[[ Excerpt provided open ]]
Or are people just conveniently forgetting it, and then acting all surprised when it happens, just so they can open up the schools?
I think the answers are No and Yes.
DSandra
(999 posts)Labor rights had to be fought very hard for in this country to be enacted. Without, just remember why life expectancy got down to the 30s at one point. We have to stand up for our own health, society surely wont otherwise care.
IronLionZion
(45,454 posts)They've been relentlessly attacking education for years and cutting budgets wherever they can. They don't value teachers or education or even the right of students to not be shot in their classrooms. They don't care if students spread the virus to elderly or vulnerable teachers.
Iggo
(47,558 posts)What I'm talking about is people on the street ignoring what they know to be true, that classrooms are and always have been petri dishes for whatever's going around.
Blue_true
(31,261 posts)open things completely up and ignore any safeguard. It wasnt upper class Whites that were menacing politicians with nooses and assault weapons a couple months back.
cayugafalls
(5,641 posts)In a closed room with lots of people breathing and talking for long periods of time, the viral load in the air of aerosolized particles will be greater regardless of what you do. That is why hospitals have negative pressure rooms to keep the particles from seeping out the doors, they are vented to the outside to create the pressure.
Masks, gloves, sanitizer will help, but, just like this article states, I just can't see a scenario where this is a good idea. It did not help at all.
This is so going to backfire on our society. Trump and Devos will be responsible for even more death and carnage.
I hope school districts will fight back.
LeftInTX
(25,375 posts)Which makes it even worse.
cayugafalls
(5,641 posts)Aerosolized droplets can hang in the air for longer than originally thought and most likely infiltrated their eyes.
I noticed down below you wrote that one teacher was a ballet instructor? I did not see that in the article.
[[ Excerpt provided closed ]]
List each distinct username that appears with a post count in the forum thread about reopening schools, naming each one only once. The material after this point can be set aside.
[[ Exercise data open ]]
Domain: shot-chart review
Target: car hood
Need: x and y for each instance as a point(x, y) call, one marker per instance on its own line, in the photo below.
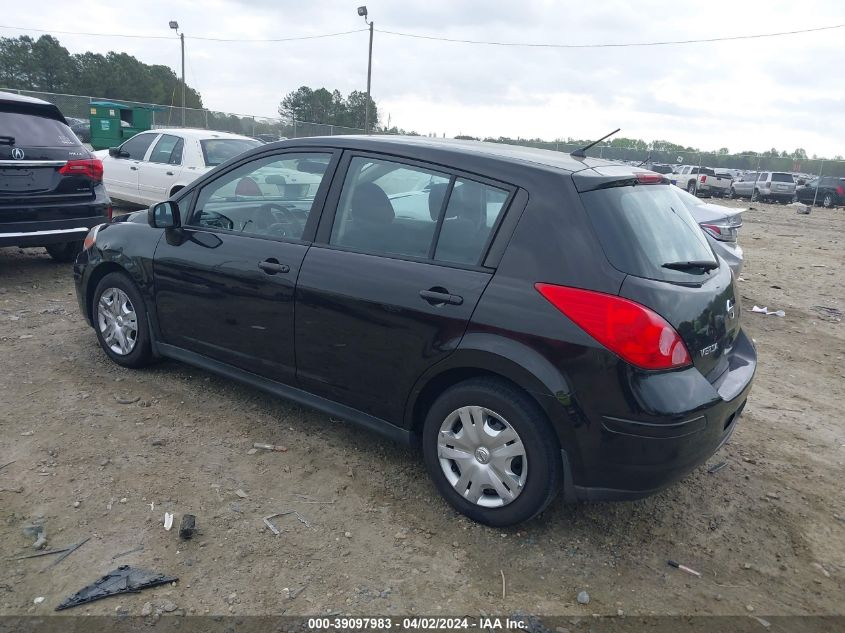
point(713, 212)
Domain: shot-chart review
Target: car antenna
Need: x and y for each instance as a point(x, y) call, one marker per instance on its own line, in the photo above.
point(582, 153)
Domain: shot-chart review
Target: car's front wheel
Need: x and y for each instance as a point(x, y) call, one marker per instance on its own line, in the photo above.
point(491, 452)
point(120, 321)
point(64, 253)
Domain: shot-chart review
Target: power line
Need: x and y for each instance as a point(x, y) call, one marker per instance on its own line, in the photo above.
point(610, 45)
point(448, 39)
point(190, 37)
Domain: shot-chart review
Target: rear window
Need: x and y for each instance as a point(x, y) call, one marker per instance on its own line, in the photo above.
point(30, 130)
point(219, 150)
point(643, 227)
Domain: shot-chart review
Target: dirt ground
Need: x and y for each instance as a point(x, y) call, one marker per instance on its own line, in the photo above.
point(767, 531)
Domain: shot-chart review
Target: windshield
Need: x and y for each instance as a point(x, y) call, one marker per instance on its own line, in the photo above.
point(30, 130)
point(644, 227)
point(219, 150)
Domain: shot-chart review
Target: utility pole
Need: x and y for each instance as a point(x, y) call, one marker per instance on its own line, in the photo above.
point(362, 11)
point(175, 26)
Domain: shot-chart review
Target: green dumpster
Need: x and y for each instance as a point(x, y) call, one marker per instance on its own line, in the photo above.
point(112, 123)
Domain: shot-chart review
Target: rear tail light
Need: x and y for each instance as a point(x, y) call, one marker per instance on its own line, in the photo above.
point(721, 232)
point(636, 334)
point(90, 167)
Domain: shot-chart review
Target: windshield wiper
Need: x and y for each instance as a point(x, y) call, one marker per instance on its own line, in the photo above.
point(703, 265)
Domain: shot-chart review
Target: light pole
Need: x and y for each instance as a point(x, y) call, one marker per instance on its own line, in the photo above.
point(175, 26)
point(362, 11)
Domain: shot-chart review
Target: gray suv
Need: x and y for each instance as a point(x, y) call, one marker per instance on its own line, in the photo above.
point(765, 186)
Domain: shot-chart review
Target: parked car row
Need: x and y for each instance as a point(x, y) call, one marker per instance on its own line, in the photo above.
point(51, 186)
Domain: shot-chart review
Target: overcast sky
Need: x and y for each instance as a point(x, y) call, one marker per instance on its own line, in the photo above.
point(785, 92)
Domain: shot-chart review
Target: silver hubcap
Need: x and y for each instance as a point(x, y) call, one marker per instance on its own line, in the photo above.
point(482, 456)
point(117, 321)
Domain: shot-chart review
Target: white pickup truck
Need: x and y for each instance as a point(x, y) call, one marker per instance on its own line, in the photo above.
point(700, 180)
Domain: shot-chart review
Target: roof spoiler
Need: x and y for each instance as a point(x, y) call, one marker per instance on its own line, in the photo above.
point(582, 153)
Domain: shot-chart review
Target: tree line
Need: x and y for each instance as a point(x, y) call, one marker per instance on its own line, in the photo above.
point(45, 65)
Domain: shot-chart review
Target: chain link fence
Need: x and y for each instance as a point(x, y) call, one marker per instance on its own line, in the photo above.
point(274, 128)
point(77, 106)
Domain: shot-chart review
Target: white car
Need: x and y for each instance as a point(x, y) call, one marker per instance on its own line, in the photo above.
point(152, 166)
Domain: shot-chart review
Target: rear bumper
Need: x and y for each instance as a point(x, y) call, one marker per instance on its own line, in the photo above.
point(48, 232)
point(629, 457)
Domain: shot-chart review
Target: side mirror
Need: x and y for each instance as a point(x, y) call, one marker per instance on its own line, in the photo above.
point(164, 215)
[[ Exercise data closed ]]
_Answer section_: DSandra, IronLionZion, Iggo, Blue_true, cayugafalls, LeftInTX